___ SOURCE EXTRACT ___

Thu July 3, 2014
Supreme Court's Hobby Lobby Ruling Yields Polarized Debate
Originally published on Thu July 3, 2014 11:14 am
RENEE MONTAGNE, HOST:
Now let's get one more perspective on a deeply polarized debate, a debate set off by this week's Supreme Court ruling in a case brought by the craft store chain Hobby Lobby. The court found that some business owners with religious objections to contraceptives cannot be required to provide them to their employees with their health insurance plans. But does that ruling end there? Our Steve Inskeep digs deeper into what's fueling this debate.
STEVE INSKEEP, HOST:
The polarization started with the court opinions. Justice Samuel Alito argued that majority decision was very narrow and carefully tailored. Justice Ruth Bader Ginsburg said the decision opens the door to other challenges to federal rules. To see where we really are, we've reached out to Thomas Berg at the University of St. Thomas School of Law in Minneapolis. Welcome to the program, sir.
THOMAS BERG: Thank you. Glad to be here.
INSKEEP: Is this ruling likely to limit women's access to contraceptives in some way?
BERG: Well, if you look at both the majority opinion and especially Justice Kennedy’s concurrence, they both focus on the fact that there is already a mechanism in place whereby employers can object to providing contraception, but women still get the contraception provided through the insurer.
INSKEEP: Oh, this was the mechanism that was used for religious nonprofits. They already had an alternative, and so now the suggestion of the court is that other employers could ask the government to provide them the same alternative.
BERG: That's right; the suggestion is if it worked for the nonprofit employers, it can also work for the for-profit employers. This is not ultimately a case about whether women should be able to get access to contraception or not. It's about who's going to fund it.

___ MATERIAL FOR THIS EXERCISE ___

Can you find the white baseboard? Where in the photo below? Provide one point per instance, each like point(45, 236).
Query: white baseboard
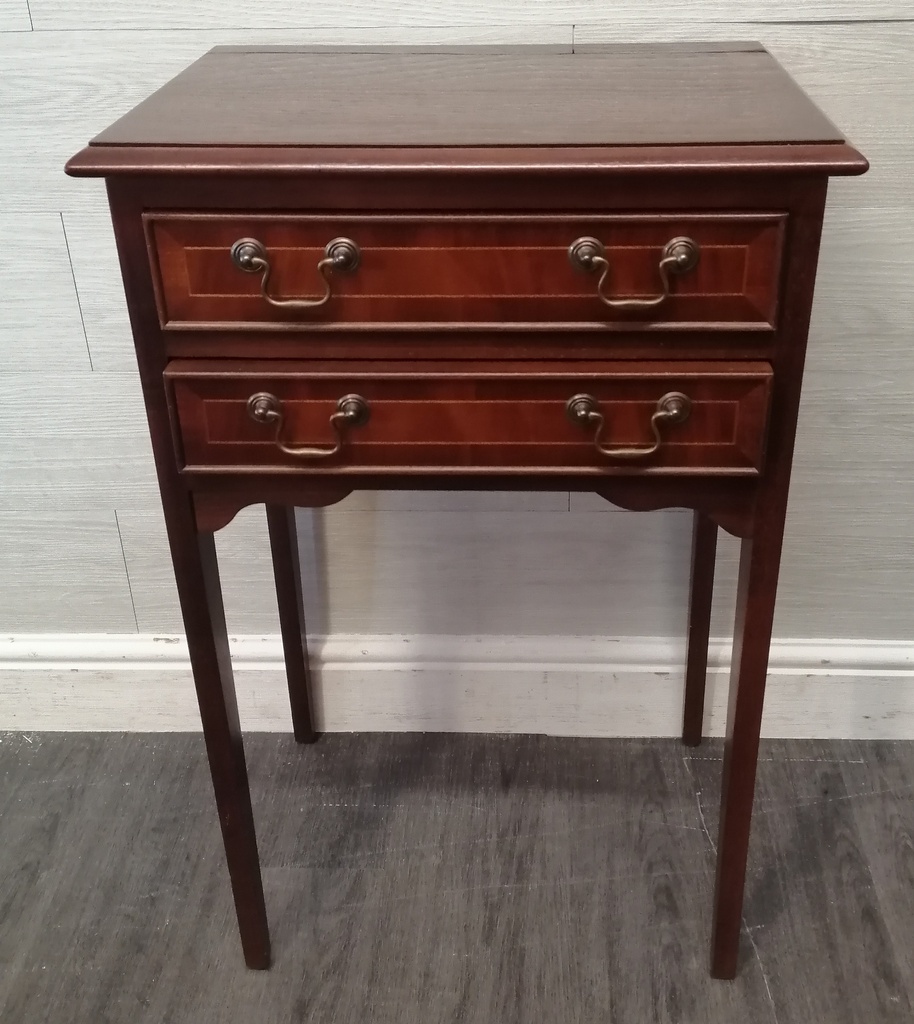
point(561, 685)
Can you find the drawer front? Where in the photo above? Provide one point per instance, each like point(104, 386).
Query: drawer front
point(318, 273)
point(605, 418)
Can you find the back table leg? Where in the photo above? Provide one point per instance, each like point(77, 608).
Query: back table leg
point(288, 574)
point(198, 579)
point(704, 549)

___

◆ THINGS TO DO:
**A)** Repeat the passage of the Hobby Lobby transcript from "BERG: Well, if" up to and including "to fund it.", word for word.
**B)** Reproduce all the entries in Block 1 word for word, and leave the pictures out of your answer.

◆ PER-TASK OUTPUTS:
**A)**
BERG: Well, if you look at both the majority opinion and especially Justice Kennedy’s concurrence, they both focus on the fact that there is already a mechanism in place whereby employers can object to providing contraception, but women still get the contraception provided through the insurer.
INSKEEP: Oh, this was the mechanism that was used for religious nonprofits. They already had an alternative, and so now the suggestion of the court is that other employers could ask the government to provide them the same alternative.
BERG: That's right; the suggestion is if it worked for the nonprofit employers, it can also work for the for-profit employers. This is not ultimately a case about whether women should be able to get access to contraception or not. It's about who's going to fund it.

**B)**
Can you find the white baseboard? Where in the photo below? Provide one point per instance, each like point(45, 236).
Query: white baseboard
point(561, 685)
Can you find the drawer front? Where in the photo above? Provide one point per instance, each like point(104, 386).
Query: drawer front
point(318, 273)
point(605, 418)
Can you find the back table leg? Where in the photo above? Provide one point per instance, each like point(77, 608).
Query: back table leg
point(288, 574)
point(198, 579)
point(704, 549)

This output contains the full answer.